WHAT IS BEING ASKED.
Write each line word for word, from the line that contains "box: [201, 215, 322, 229]" through the last line of the material below.
══════
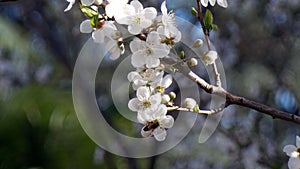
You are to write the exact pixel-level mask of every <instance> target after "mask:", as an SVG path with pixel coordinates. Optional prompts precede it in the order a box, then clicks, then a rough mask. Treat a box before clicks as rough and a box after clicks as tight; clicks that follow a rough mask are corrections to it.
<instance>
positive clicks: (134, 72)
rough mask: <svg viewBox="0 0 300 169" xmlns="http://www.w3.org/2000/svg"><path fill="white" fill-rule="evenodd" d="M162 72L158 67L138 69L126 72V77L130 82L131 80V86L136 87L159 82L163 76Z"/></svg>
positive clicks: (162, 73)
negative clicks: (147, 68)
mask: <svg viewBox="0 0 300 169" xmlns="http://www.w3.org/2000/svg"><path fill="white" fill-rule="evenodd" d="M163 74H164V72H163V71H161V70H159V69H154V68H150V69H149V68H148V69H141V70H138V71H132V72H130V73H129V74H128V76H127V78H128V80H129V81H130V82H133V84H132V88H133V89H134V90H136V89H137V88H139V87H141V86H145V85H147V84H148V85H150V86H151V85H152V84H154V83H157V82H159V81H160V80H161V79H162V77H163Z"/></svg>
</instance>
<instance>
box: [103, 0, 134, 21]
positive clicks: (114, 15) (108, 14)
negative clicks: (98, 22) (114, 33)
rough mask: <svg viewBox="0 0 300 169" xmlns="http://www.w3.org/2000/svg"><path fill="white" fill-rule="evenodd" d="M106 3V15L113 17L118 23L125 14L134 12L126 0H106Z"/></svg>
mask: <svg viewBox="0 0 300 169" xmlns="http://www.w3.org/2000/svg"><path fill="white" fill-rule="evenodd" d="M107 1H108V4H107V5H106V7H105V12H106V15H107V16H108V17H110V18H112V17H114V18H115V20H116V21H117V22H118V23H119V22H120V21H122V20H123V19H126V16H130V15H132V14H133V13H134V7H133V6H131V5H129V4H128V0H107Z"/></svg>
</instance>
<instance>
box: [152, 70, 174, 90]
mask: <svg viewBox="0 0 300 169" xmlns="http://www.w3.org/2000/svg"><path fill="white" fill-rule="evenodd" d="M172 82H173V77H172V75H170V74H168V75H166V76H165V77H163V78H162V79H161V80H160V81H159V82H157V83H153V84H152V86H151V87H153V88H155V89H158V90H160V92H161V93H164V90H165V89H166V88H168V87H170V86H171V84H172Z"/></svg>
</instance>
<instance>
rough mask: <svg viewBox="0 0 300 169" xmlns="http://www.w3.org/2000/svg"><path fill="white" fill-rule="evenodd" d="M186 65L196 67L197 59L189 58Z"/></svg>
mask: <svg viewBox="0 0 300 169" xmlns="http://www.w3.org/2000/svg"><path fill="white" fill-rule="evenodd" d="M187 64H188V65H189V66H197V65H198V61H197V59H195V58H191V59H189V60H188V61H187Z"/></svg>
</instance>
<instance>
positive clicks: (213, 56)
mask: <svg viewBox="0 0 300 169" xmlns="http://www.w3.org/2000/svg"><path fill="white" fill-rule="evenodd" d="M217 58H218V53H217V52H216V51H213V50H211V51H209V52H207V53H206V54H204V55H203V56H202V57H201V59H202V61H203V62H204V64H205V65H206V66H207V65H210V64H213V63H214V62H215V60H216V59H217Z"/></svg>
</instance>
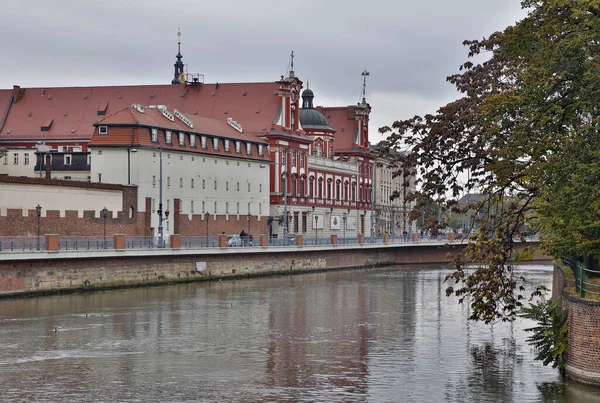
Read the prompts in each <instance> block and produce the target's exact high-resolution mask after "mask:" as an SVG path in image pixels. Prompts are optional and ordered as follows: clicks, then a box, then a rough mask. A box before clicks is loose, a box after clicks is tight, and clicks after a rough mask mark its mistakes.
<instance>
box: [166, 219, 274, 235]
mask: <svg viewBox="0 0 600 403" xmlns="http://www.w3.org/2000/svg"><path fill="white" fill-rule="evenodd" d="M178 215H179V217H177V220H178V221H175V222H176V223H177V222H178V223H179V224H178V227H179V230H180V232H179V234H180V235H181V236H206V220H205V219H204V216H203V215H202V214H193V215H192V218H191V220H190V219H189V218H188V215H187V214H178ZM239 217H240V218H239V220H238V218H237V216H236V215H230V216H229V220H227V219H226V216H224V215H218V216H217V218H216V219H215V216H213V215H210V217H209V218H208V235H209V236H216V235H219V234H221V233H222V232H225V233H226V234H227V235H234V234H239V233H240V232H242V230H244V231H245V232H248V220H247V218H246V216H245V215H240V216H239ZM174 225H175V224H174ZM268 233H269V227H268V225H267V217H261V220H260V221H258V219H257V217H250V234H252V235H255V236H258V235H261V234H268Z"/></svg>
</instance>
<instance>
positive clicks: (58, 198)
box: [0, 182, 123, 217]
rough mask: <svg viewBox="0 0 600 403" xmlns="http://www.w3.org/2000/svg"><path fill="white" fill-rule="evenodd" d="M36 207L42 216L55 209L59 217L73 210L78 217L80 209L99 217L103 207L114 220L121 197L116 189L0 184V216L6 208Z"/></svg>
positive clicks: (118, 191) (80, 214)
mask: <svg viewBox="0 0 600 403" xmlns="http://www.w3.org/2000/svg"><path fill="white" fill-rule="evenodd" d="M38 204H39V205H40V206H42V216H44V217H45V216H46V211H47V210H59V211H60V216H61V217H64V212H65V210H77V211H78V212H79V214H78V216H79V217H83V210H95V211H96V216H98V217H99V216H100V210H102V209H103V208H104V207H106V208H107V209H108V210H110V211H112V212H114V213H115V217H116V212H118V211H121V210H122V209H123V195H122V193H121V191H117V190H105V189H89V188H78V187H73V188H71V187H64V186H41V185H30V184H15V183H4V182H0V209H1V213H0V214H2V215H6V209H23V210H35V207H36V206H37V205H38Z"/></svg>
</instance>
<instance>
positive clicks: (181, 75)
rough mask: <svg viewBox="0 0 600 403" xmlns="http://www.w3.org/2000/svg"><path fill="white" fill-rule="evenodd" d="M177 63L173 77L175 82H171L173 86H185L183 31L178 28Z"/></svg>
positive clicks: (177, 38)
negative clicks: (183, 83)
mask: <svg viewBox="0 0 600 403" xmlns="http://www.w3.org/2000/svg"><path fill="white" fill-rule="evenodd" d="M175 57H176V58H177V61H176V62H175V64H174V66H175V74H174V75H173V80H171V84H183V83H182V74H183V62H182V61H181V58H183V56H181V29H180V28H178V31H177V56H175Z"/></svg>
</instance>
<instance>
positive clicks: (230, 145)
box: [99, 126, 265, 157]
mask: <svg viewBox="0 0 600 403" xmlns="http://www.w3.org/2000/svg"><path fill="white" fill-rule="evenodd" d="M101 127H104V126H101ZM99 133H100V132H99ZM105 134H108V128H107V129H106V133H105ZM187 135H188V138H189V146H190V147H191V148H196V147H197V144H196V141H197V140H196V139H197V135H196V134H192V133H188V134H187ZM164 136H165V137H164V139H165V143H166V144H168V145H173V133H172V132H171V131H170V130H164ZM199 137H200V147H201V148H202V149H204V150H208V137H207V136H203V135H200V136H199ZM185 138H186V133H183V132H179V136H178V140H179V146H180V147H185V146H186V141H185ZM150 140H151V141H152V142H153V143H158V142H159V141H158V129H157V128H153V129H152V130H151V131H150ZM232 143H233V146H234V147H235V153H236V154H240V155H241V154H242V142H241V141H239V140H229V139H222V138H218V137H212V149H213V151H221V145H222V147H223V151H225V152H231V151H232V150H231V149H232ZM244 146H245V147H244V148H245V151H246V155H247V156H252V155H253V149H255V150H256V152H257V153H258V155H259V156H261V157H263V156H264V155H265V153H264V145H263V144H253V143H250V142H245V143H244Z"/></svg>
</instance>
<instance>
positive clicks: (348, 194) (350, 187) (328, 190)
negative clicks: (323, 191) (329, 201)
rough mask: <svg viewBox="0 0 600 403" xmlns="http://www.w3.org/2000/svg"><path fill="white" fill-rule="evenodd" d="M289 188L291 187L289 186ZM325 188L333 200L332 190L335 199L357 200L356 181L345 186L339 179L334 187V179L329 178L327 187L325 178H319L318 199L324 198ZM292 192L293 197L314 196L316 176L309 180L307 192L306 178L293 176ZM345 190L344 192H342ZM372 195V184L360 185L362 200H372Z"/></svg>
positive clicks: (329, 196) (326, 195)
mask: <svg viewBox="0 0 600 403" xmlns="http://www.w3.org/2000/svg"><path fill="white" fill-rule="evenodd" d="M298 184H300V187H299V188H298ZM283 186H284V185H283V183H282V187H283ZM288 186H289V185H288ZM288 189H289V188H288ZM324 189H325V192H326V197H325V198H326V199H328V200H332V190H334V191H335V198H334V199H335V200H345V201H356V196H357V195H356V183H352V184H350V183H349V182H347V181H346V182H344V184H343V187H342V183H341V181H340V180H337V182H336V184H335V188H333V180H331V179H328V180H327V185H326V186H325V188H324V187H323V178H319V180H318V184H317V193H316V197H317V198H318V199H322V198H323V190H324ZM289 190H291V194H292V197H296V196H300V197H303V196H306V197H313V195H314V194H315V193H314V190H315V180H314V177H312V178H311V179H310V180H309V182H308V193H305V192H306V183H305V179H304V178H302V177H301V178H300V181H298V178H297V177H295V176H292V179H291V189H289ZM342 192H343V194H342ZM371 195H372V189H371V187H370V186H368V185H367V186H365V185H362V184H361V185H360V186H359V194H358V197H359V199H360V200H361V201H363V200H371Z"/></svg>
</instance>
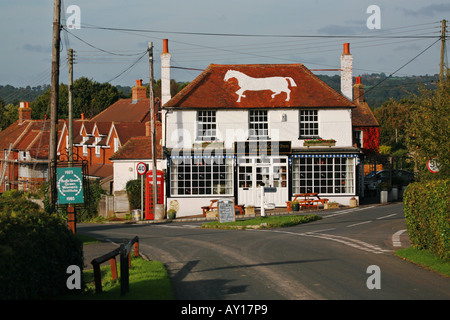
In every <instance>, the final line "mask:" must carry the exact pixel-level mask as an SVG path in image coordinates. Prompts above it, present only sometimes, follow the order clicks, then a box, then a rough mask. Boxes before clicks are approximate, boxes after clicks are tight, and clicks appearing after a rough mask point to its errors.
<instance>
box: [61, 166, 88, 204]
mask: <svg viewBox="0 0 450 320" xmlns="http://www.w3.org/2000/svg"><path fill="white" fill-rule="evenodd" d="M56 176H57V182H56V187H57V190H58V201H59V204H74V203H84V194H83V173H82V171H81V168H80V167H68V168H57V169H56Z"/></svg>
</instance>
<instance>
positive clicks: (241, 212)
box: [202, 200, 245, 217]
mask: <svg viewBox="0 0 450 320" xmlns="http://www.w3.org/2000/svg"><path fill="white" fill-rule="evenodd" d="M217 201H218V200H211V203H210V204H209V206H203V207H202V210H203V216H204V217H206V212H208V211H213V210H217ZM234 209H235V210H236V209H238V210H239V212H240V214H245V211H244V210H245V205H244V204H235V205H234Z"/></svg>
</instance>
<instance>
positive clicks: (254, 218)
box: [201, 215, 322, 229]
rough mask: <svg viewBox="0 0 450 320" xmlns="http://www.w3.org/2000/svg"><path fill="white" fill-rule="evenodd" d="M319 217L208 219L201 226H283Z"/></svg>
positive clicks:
══════
RESPONSE TO THIS TASK.
box: [201, 215, 322, 229]
rough mask: <svg viewBox="0 0 450 320" xmlns="http://www.w3.org/2000/svg"><path fill="white" fill-rule="evenodd" d="M319 217L208 219L201 226H283Z"/></svg>
positive clicks:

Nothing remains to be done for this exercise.